(Entries from a point annotation set)
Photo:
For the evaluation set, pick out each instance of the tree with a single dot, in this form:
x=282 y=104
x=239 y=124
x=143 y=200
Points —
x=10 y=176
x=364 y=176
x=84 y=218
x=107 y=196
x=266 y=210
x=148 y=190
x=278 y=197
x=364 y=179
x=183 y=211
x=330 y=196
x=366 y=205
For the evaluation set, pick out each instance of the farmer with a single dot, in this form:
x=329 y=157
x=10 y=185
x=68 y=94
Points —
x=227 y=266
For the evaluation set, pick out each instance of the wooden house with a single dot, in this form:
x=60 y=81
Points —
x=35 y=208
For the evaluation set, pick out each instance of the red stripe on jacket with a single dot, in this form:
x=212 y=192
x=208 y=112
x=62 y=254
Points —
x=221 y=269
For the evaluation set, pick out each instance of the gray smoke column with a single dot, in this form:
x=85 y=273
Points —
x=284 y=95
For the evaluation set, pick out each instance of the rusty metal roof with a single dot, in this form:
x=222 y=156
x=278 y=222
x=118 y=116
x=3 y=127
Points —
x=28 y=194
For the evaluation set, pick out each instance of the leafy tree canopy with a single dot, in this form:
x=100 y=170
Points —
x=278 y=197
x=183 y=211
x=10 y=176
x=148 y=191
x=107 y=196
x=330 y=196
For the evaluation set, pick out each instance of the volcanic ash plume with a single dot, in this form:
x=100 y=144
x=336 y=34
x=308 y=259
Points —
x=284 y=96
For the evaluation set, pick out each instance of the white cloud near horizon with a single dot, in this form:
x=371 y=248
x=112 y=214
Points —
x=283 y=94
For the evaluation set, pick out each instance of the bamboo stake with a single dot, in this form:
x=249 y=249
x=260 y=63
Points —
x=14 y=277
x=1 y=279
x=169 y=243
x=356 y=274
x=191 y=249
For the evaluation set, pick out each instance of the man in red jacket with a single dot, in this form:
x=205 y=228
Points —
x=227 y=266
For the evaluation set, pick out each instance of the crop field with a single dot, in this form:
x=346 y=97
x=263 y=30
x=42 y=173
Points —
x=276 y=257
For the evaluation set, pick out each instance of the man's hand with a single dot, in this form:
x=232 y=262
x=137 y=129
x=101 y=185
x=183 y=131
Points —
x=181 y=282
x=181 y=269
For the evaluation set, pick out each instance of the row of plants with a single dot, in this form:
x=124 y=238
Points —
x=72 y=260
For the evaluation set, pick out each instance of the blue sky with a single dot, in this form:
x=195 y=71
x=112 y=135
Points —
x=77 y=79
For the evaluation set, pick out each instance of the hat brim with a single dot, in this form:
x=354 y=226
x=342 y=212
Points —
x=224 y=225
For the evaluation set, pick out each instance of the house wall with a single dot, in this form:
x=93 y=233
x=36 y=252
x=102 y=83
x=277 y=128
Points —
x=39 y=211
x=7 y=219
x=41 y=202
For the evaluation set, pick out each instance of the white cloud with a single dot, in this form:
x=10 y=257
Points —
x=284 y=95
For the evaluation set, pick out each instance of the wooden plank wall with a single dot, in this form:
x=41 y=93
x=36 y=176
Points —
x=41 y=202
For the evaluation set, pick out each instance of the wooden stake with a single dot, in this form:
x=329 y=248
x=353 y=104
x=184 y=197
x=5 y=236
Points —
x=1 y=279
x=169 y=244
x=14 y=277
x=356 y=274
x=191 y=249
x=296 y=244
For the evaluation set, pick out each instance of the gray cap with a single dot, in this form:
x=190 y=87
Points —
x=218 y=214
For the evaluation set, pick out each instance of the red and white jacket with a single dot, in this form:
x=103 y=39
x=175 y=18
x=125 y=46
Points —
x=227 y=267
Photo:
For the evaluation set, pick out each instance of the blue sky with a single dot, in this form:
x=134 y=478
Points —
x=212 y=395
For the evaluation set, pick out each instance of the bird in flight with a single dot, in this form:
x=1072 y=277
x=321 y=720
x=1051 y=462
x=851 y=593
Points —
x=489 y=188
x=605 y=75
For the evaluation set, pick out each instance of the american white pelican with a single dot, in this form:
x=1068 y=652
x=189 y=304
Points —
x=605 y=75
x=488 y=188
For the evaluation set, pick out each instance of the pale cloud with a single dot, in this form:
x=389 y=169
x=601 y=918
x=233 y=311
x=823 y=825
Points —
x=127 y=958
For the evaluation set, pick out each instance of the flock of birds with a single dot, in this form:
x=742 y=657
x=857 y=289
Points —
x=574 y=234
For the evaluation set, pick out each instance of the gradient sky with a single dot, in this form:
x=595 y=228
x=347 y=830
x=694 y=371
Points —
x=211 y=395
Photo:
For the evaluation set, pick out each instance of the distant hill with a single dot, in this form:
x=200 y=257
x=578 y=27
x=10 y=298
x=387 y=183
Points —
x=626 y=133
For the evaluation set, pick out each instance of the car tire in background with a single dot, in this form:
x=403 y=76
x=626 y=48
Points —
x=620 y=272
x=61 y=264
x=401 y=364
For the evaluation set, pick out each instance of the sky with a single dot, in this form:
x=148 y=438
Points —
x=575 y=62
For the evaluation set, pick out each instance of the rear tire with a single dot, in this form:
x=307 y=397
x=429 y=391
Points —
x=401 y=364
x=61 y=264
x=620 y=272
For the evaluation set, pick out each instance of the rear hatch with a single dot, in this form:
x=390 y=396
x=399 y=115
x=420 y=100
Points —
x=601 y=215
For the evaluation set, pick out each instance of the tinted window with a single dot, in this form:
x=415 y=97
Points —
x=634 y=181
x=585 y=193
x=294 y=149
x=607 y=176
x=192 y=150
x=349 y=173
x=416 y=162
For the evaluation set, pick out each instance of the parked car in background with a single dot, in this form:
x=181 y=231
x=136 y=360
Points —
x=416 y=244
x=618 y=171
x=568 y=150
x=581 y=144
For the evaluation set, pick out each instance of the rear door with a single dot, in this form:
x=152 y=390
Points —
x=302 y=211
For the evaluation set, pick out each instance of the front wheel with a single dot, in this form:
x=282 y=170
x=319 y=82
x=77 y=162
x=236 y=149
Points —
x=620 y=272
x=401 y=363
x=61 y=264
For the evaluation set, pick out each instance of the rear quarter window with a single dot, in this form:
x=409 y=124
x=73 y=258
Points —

- _EXERCISE PROMPT_:
Starting at the line containing "For the evaluation set, pick out each instance of the front" and ending at the end of the material, copy those lines again, switching "with a single dot" to "with one dot" and leaving everything else the same.

- _CORRECT OUTPUT_:
For the evaluation set, pick out each instance of the front wheel with one dot, in this form:
x=282 y=170
x=319 y=82
x=77 y=162
x=236 y=149
Points —
x=620 y=272
x=401 y=363
x=61 y=264
For the evaluation set, pick out each instance of the rear quarter window with one dot, in this form:
x=409 y=124
x=73 y=258
Points —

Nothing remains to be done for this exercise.